> [Data for processing]:
***

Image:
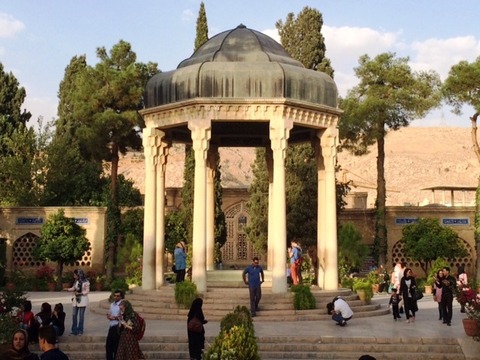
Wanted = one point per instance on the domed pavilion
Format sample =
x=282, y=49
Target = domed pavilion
x=239, y=89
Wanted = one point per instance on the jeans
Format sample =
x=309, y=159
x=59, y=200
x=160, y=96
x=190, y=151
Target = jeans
x=255, y=296
x=78, y=313
x=339, y=318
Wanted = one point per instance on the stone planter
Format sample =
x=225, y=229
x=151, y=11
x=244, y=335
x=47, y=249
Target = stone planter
x=363, y=296
x=428, y=289
x=471, y=327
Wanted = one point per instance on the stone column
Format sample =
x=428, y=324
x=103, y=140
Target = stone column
x=321, y=222
x=151, y=141
x=160, y=214
x=201, y=133
x=279, y=133
x=270, y=242
x=212, y=159
x=328, y=142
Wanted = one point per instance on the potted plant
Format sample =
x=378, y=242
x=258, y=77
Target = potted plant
x=468, y=297
x=363, y=288
x=100, y=282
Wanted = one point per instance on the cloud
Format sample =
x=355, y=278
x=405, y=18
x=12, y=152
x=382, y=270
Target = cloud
x=9, y=26
x=441, y=54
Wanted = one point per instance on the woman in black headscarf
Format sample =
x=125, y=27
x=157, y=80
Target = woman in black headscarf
x=19, y=349
x=408, y=289
x=80, y=288
x=196, y=336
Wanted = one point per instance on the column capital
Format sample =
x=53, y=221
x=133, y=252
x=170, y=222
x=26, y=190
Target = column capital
x=279, y=134
x=201, y=132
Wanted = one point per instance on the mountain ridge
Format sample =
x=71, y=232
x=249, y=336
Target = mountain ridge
x=415, y=158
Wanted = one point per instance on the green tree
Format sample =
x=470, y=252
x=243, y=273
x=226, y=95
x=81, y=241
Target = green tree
x=257, y=204
x=103, y=114
x=18, y=168
x=202, y=27
x=302, y=38
x=62, y=241
x=427, y=241
x=389, y=96
x=301, y=195
x=12, y=116
x=462, y=87
x=352, y=252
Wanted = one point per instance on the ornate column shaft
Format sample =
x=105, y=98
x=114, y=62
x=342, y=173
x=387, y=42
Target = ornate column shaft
x=328, y=143
x=212, y=159
x=279, y=133
x=270, y=242
x=321, y=210
x=151, y=143
x=160, y=213
x=201, y=133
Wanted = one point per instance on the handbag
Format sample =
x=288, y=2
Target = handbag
x=195, y=325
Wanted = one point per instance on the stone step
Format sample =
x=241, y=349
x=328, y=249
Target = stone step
x=281, y=347
x=218, y=302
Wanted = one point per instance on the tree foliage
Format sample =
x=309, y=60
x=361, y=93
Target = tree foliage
x=62, y=241
x=389, y=96
x=352, y=252
x=100, y=108
x=202, y=27
x=257, y=204
x=302, y=38
x=427, y=241
x=12, y=117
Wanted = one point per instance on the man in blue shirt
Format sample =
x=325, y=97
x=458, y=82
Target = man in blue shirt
x=254, y=282
x=180, y=261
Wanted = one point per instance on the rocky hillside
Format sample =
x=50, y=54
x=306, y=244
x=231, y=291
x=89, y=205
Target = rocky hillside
x=416, y=158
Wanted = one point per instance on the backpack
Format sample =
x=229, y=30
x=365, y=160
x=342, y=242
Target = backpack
x=141, y=326
x=299, y=260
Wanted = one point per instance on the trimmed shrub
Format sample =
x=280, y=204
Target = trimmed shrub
x=236, y=340
x=185, y=293
x=303, y=298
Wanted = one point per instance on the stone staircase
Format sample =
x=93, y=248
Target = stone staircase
x=218, y=302
x=281, y=347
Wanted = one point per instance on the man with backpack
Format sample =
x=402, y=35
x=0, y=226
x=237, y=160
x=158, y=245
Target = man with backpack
x=296, y=260
x=340, y=311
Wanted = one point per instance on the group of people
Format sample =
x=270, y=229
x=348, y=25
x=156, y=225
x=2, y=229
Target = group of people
x=32, y=323
x=124, y=327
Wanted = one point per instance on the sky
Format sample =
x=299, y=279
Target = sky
x=39, y=38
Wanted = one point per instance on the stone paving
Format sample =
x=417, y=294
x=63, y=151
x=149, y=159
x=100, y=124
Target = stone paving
x=426, y=325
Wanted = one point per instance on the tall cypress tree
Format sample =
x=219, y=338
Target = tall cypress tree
x=202, y=27
x=301, y=37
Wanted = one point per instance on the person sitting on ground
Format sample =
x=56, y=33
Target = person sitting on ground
x=340, y=311
x=47, y=341
x=19, y=349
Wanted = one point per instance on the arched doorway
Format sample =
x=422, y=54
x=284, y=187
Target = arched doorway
x=237, y=252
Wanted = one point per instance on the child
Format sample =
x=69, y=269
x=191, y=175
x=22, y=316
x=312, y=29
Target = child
x=58, y=320
x=394, y=301
x=27, y=320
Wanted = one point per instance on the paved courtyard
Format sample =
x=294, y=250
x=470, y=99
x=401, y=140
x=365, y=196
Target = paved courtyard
x=426, y=325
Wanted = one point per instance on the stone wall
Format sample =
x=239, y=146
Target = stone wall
x=20, y=227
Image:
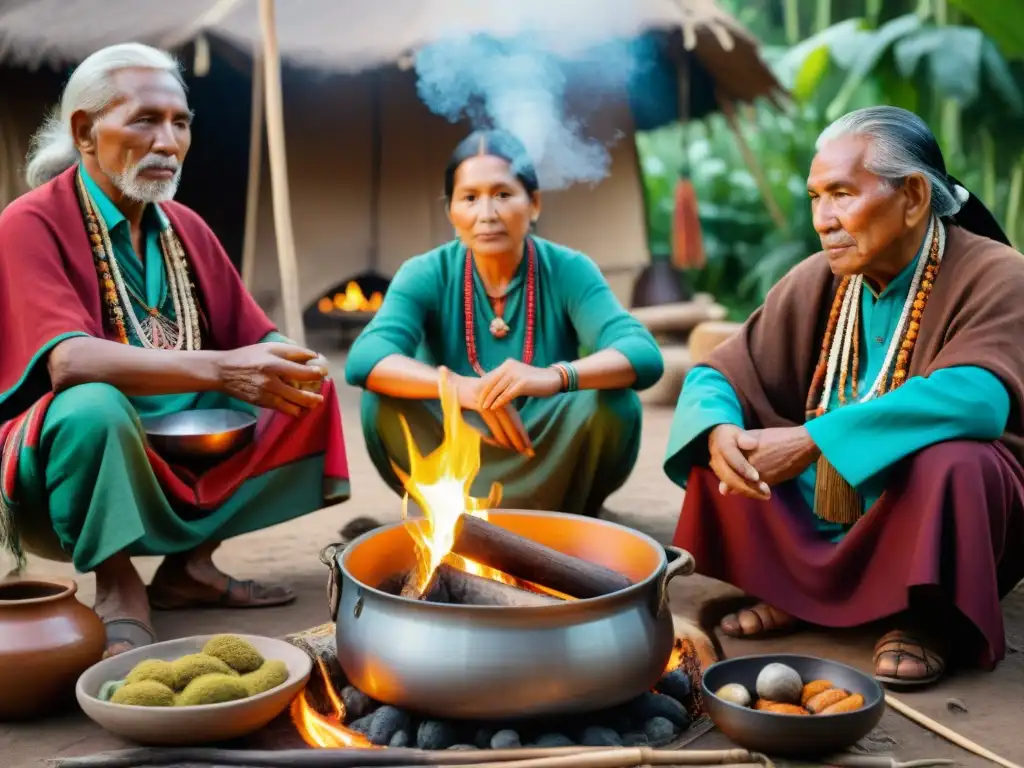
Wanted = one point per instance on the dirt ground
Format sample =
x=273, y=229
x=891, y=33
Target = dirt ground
x=980, y=706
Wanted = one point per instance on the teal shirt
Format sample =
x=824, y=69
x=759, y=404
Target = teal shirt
x=577, y=313
x=862, y=440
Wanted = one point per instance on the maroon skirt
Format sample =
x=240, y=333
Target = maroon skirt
x=951, y=518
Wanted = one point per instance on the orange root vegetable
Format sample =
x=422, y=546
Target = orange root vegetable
x=813, y=688
x=818, y=704
x=779, y=709
x=850, y=704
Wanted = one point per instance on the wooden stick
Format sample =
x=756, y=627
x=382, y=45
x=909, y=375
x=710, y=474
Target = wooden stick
x=947, y=733
x=523, y=558
x=287, y=261
x=351, y=758
x=469, y=589
x=255, y=171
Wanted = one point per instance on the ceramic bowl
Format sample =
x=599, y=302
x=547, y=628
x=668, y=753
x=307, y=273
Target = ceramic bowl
x=792, y=735
x=165, y=726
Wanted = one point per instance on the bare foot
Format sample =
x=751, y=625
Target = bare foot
x=123, y=606
x=757, y=621
x=192, y=581
x=907, y=658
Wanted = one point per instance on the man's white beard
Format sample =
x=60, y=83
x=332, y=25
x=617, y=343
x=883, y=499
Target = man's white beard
x=147, y=190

***

> [Problem statement]:
Render the part of the rows that opens with the line containing "Wanted = one point per instance on the tall" and closes with the line containing "x=980, y=706", both included, as a Markdown table with the columns Number and Line, omitting blank lines. Leave the pictures out of the answer.

> [Response]:
| Number | Line |
|---|---|
| 1 | Wanted = one point per instance on the tall cypress tree |
| 2 | Format sample = |
| 3 | x=219, y=338 |
| 4 | Target = tall cypress tree |
| 5 | x=202, y=27 |
| 6 | x=301, y=37 |
| 7 | Wanted = one point per instance on the person sitting on ground |
| 8 | Format sample = |
| 9 | x=56, y=33 |
| 10 | Target = person sitting on ground |
| 11 | x=340, y=311 |
| 12 | x=47, y=341 |
| 13 | x=19, y=349 |
| 14 | Wanted = one point per instance on the arched doorway |
| 15 | Format sample = |
| 16 | x=422, y=54 |
| 17 | x=284, y=187 |
| 18 | Target = arched doorway |
| 19 | x=237, y=252 |
| 20 | Wanted = one point per instance on the child |
| 21 | Format sample = |
| 22 | x=69, y=269 |
| 23 | x=191, y=175 |
| 24 | x=22, y=316 |
| 25 | x=312, y=29 |
| 26 | Target = child |
| 27 | x=58, y=320 |
| 28 | x=394, y=301 |
| 29 | x=27, y=320 |
| 30 | Wanted = one point per instance on the paved courtyard |
| 31 | Format sample = |
| 32 | x=294, y=250 |
| 33 | x=470, y=99 |
| 34 | x=401, y=140 |
| 35 | x=365, y=196 |
| 36 | Target = paved courtyard |
| 37 | x=426, y=325 |
| 38 | Wanted = one point per instance on the stone wall |
| 39 | Format sample = |
| 40 | x=239, y=146 |
| 41 | Target = stone wall |
| 42 | x=20, y=227 |
| 43 | Image: |
| 44 | Wanted = one point per instance on the dirt ground |
| 45 | Format sample = |
| 46 | x=273, y=229 |
| 47 | x=891, y=33 |
| 48 | Target = dirt ground |
| 49 | x=980, y=706 |